> _Problem to solve_: Convert every line of the records into a Markdown table with the columns "No." and "Text," numbering the rows and skipping blank lines. Leave the pictures out.

Region annotation entries
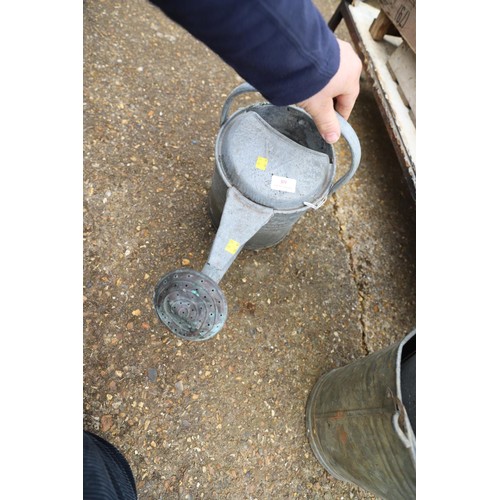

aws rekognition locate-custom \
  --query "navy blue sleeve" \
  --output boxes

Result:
[146,0,340,106]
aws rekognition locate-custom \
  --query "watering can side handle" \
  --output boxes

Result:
[329,113,361,194]
[220,82,258,127]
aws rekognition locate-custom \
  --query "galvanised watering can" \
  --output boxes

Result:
[153,83,361,341]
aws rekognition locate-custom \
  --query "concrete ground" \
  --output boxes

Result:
[83,0,415,500]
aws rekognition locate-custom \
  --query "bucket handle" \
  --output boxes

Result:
[220,82,361,197]
[220,82,258,127]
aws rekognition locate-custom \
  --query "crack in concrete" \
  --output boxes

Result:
[332,194,370,355]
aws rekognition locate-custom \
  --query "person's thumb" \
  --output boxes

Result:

> _Output for this task_:
| No. | Text |
|---|---|
| 1 | aws rekognition locate-custom \ |
| 2 |   --query "navy blue sleeve" \ |
| 3 |   --output boxes |
| 4 | Result: |
| 5 | [146,0,340,106] |
| 6 | aws rekognition locate-custom \ |
| 7 |   --query "watering can side handle" \ |
| 8 |   --output boxes |
| 9 | Result: |
| 10 | [329,113,361,194] |
| 11 | [220,82,258,127] |
| 12 | aws rekognition locate-custom \ |
| 13 |   --query "galvanised watering can" \ |
| 14 |   --output boxes |
| 15 | Result: |
| 16 | [153,83,361,341] |
| 17 | aws rekognition locate-custom \ |
| 18 |   --query "concrete ground" \ |
| 19 |   --output boxes |
| 20 | Result: |
| 21 | [83,0,415,500] |
| 22 | aws rekognition locate-custom \ |
| 23 |   --query "bucket handle" \ |
| 24 |   --output boxes |
| 25 | Result: |
| 26 | [220,82,361,197] |
| 27 | [220,82,258,127] |
| 28 | aws rekognition locate-custom \ |
| 29 |   --query "crack in concrete" \ |
| 30 |   --output boxes |
| 31 | Result: |
| 32 | [332,194,370,355] |
| 33 | aws rekognition locate-custom \ |
| 34 |   --query "person's thumb" \ |
| 35 |   --output boxes |
| 36 | Result: |